# WHAT YOU SHOULD DO
Print the full listing below exactly, keeping every character as it stands.

# GIVEN DATA
((

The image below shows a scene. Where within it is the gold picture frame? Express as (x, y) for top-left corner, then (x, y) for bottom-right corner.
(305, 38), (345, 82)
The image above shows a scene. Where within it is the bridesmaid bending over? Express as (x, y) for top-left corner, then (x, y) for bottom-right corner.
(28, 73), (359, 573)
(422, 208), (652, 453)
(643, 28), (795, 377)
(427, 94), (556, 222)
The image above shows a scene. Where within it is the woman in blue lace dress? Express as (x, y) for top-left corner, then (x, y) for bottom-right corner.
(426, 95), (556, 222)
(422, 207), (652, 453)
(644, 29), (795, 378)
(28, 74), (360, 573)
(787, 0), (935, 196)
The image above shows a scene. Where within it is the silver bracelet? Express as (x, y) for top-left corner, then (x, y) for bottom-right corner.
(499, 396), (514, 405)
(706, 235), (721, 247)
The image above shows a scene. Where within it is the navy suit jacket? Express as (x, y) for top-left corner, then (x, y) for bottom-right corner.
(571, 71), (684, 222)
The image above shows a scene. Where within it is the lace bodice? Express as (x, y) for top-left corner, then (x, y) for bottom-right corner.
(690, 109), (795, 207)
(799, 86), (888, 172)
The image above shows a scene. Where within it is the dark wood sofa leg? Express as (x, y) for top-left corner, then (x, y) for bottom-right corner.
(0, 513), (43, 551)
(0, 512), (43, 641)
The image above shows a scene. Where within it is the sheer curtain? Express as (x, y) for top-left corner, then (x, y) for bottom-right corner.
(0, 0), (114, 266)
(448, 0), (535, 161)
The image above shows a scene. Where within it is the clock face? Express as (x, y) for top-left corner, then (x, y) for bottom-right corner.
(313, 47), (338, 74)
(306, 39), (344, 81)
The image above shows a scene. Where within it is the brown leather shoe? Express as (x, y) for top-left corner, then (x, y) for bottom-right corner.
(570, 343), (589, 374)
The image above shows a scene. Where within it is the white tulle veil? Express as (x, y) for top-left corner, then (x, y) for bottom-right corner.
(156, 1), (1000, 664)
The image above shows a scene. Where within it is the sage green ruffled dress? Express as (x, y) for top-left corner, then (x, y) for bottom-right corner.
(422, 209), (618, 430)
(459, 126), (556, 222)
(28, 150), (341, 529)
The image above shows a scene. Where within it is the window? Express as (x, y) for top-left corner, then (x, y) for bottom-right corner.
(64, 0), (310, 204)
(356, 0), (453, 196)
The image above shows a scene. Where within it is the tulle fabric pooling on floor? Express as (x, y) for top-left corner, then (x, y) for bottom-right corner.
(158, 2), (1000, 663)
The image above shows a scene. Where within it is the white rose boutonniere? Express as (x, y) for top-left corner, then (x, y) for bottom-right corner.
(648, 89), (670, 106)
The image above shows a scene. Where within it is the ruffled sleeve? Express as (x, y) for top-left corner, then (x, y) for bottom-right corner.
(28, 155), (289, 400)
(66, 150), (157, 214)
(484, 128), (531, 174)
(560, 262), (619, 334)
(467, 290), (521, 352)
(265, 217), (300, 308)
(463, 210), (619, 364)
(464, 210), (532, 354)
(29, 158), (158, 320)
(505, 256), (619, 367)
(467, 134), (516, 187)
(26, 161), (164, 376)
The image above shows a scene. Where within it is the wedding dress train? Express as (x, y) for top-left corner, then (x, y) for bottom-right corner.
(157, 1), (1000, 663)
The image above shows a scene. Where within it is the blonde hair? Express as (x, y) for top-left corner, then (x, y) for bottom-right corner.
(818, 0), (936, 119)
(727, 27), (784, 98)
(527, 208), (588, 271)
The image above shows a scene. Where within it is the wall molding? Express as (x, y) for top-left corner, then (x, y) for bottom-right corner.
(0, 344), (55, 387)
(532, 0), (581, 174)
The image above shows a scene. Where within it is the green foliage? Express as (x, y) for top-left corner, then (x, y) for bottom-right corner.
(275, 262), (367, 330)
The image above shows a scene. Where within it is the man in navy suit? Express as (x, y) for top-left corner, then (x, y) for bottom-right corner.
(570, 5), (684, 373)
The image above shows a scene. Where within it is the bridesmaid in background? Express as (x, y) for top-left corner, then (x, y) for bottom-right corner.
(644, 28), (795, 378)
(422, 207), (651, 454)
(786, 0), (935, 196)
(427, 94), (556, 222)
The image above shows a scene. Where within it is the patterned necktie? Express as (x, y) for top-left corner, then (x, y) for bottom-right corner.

))

# ANSWER TO THE EXERCISE
The image below shows a scene. Where within it is the gold picture frame? Express as (x, y) for top-left corner, then (x, y) for bottom-right corner.
(305, 38), (345, 82)
The image above shows a scene. Where within it is the bridesmaid bending over? Express as (x, y) for top-left corner, then (x, y) for bottom-right corner.
(28, 73), (359, 573)
(422, 208), (652, 453)
(643, 28), (795, 377)
(427, 94), (556, 222)
The image above shows a scene. Where within it is the woman in blue lace dress? Express as (x, y) for top-left corner, then (x, y) for bottom-right corner.
(426, 95), (556, 222)
(422, 207), (652, 453)
(644, 29), (795, 378)
(28, 74), (360, 573)
(787, 0), (935, 196)
The image above shows a scene. Where within it is the silver bracelet? Express as (x, y) for top-left corner, then (x, y) for bottom-right corner.
(499, 396), (514, 405)
(706, 235), (721, 247)
The image above shows a scene. Where within it is the navy suit jacket? Express as (x, y) for top-left corner, then (x, y) for bottom-right corner.
(571, 71), (684, 222)
The image above shows a scene. Where within it is the lace bodice? Express as (x, y) for top-left corner, then (x, y) for bottom-right corner.
(690, 109), (795, 207)
(799, 86), (888, 172)
The image above shows a scene. Where within it is the dark wood sofa leg? Express as (x, y) for top-left corner, then (x, y) for bottom-right corner.
(0, 513), (43, 551)
(0, 512), (43, 641)
The image above shows a scene. Where within it is the sheer curtain? Express as (x, y) for top-left corner, then (x, y) for bottom-right corner.
(0, 0), (114, 266)
(448, 0), (535, 161)
The image above shows a scene. Where within it is the clock face? Express as (x, y) for top-left corner, then (x, y) for bottom-right corner.
(313, 47), (338, 74)
(306, 39), (344, 81)
The image above shows a scene. Where within it is the brown leather shoe? Express as (x, y) for top-left corner, then (x, y) for bottom-right corner.
(570, 343), (589, 374)
The image above shows a scene. Where within it is the white tulle veil? Express as (x, y) for top-left corner, then (x, y) for bottom-right corner.
(156, 1), (1000, 664)
The image above shows a scene. Where within it is the sage green ruffled dress? Express as (x, y) for top-left corner, then (x, y) for bottom-right corner.
(422, 209), (618, 430)
(459, 126), (556, 222)
(28, 150), (341, 529)
The image above shows a scene. Where within it is the window? Express as (x, y) for top-left corner, then (x, y) for bottom-right corner.
(64, 0), (310, 204)
(356, 0), (453, 196)
The image above shows a scene. Where within it is the tulle fabric pooling on floor? Express as (x, y) for top-left corner, then (x, y) for bottom-right corner.
(158, 2), (1000, 663)
The image above shows a scene. Where within it is the white rose boutonniere? Express as (x, y) for top-left corner, then (x, y) for bottom-right corner.
(648, 89), (670, 106)
The image above shows a scene. Where within it is the ruffled sleeve? Express as (x, y) for top-left corner, then (x, y) for bottom-right corner.
(28, 155), (289, 400)
(66, 150), (157, 214)
(484, 128), (531, 174)
(560, 262), (619, 334)
(467, 290), (521, 352)
(265, 217), (300, 308)
(463, 210), (619, 364)
(464, 210), (532, 354)
(29, 158), (158, 320)
(505, 256), (619, 367)
(467, 134), (516, 187)
(26, 161), (164, 376)
The image above shows a scene. Where within it is the wedding dress train? Express as (x, y) for top-left corner, then (x, y) for bottom-right corner.
(157, 1), (1000, 663)
The image above shows a scene. Where within it is the blonde hair? Express as (x, y) for top-left corner, then (x, y) for bottom-right corner.
(818, 0), (936, 119)
(727, 27), (784, 98)
(527, 208), (588, 271)
The image above shows a scene. Where within it is the wall molding? Express as (x, y) for top-left corner, then (x, y) for bottom-right corner.
(0, 344), (55, 387)
(532, 0), (581, 174)
The image above shows a scene. Where within it is the green foliage? Express as (x, y) for top-left corner, then (x, y) for bottom-right corner.
(275, 262), (367, 330)
The image above shows a scene. Where within it is the man in navy suit? Express as (x, y) for top-left corner, then (x, y) for bottom-right corner.
(570, 5), (684, 373)
The image above shows a scene. Where within it is the bridesmaid in background? Express as (x, y) for top-left corner, then (x, y) for bottom-right corner.
(644, 28), (795, 378)
(422, 207), (651, 454)
(786, 0), (935, 196)
(427, 94), (556, 222)
The image above shows a scene. Where within it is the patterned necktie? Express as (x, y) for top-left corner, then (x, y) for bottom-right corner.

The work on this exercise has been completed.